_EXERCISE REQUIREMENTS:_
Establish how many lines of the material below contain the string "front". Return that number by itself.

_SOURCE INFORMATION:_
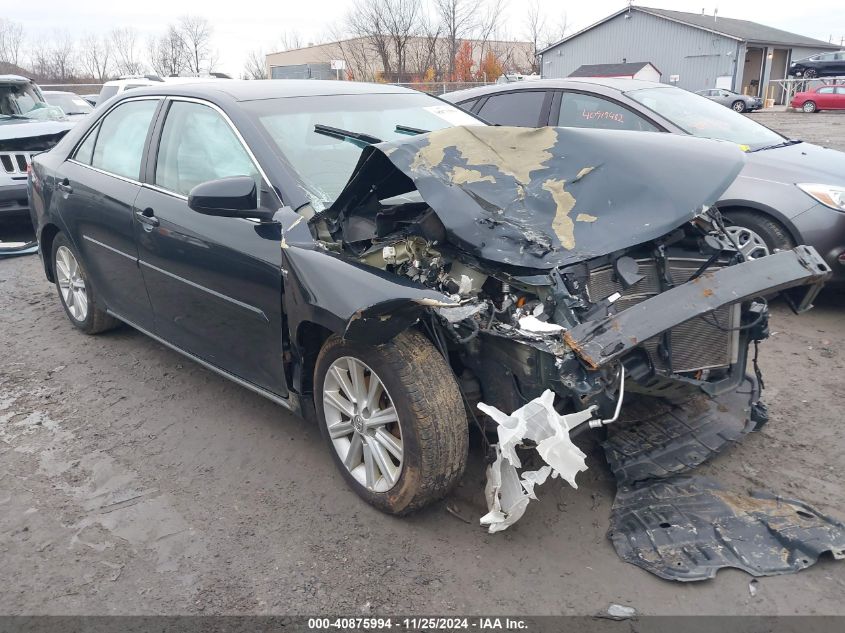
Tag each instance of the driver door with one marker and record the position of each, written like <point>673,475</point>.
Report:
<point>214,283</point>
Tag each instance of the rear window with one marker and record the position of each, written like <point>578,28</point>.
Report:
<point>106,93</point>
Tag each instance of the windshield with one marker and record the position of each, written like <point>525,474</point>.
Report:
<point>69,103</point>
<point>324,163</point>
<point>705,118</point>
<point>22,100</point>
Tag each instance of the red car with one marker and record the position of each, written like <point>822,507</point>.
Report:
<point>823,98</point>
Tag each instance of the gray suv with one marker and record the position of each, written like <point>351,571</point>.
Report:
<point>28,125</point>
<point>788,193</point>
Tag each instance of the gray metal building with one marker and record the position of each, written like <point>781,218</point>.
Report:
<point>693,51</point>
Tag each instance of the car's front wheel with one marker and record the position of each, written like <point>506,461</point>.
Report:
<point>394,419</point>
<point>755,234</point>
<point>75,291</point>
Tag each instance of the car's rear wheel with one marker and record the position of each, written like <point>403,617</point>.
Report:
<point>75,291</point>
<point>394,419</point>
<point>756,235</point>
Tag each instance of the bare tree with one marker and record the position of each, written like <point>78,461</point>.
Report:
<point>125,47</point>
<point>256,65</point>
<point>11,40</point>
<point>401,18</point>
<point>95,56</point>
<point>289,40</point>
<point>458,19</point>
<point>366,21</point>
<point>167,54</point>
<point>196,32</point>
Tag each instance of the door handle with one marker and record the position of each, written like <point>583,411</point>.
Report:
<point>147,216</point>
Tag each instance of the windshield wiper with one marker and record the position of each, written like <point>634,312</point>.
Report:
<point>356,138</point>
<point>407,129</point>
<point>786,143</point>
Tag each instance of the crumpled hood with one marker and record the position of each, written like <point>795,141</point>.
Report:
<point>802,162</point>
<point>546,197</point>
<point>28,128</point>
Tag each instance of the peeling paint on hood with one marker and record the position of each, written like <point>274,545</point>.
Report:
<point>545,197</point>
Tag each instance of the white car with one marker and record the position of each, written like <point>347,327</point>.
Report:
<point>128,82</point>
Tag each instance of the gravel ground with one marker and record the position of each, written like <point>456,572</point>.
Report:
<point>134,481</point>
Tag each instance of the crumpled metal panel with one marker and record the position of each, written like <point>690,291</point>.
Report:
<point>657,439</point>
<point>545,197</point>
<point>687,528</point>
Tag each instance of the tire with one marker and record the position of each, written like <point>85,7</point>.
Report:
<point>772,232</point>
<point>432,426</point>
<point>91,320</point>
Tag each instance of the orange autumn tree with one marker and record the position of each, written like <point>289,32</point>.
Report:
<point>463,63</point>
<point>491,67</point>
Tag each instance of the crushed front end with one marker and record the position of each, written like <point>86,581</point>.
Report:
<point>585,278</point>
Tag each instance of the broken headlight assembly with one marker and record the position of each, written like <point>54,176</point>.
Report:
<point>828,195</point>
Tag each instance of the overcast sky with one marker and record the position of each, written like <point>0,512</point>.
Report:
<point>248,24</point>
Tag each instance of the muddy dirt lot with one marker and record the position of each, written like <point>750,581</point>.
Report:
<point>134,481</point>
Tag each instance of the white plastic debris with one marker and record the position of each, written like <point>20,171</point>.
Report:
<point>507,493</point>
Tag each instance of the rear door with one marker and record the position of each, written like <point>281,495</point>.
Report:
<point>522,108</point>
<point>101,180</point>
<point>579,109</point>
<point>825,98</point>
<point>215,283</point>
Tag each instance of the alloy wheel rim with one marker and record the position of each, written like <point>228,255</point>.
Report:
<point>751,245</point>
<point>71,284</point>
<point>363,424</point>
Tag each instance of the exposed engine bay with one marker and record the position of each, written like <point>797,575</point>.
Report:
<point>508,312</point>
<point>567,281</point>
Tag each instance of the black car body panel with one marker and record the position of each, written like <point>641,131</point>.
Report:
<point>541,198</point>
<point>766,184</point>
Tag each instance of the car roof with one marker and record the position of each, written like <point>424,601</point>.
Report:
<point>251,90</point>
<point>14,79</point>
<point>613,83</point>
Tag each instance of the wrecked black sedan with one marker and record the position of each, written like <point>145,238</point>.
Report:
<point>395,262</point>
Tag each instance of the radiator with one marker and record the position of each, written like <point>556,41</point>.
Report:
<point>696,344</point>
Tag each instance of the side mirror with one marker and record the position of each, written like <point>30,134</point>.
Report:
<point>234,197</point>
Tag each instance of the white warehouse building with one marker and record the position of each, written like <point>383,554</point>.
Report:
<point>693,51</point>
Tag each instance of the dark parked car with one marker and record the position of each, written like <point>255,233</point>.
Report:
<point>343,244</point>
<point>790,192</point>
<point>28,125</point>
<point>821,65</point>
<point>822,98</point>
<point>73,105</point>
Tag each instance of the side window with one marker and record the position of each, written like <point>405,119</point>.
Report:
<point>197,145</point>
<point>85,152</point>
<point>123,132</point>
<point>582,110</point>
<point>521,108</point>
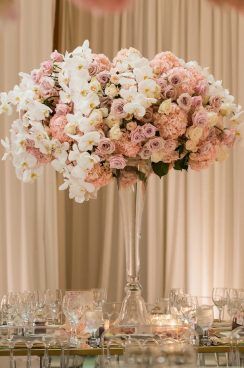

_SOLUTION TO THIS PROBLEM:_
2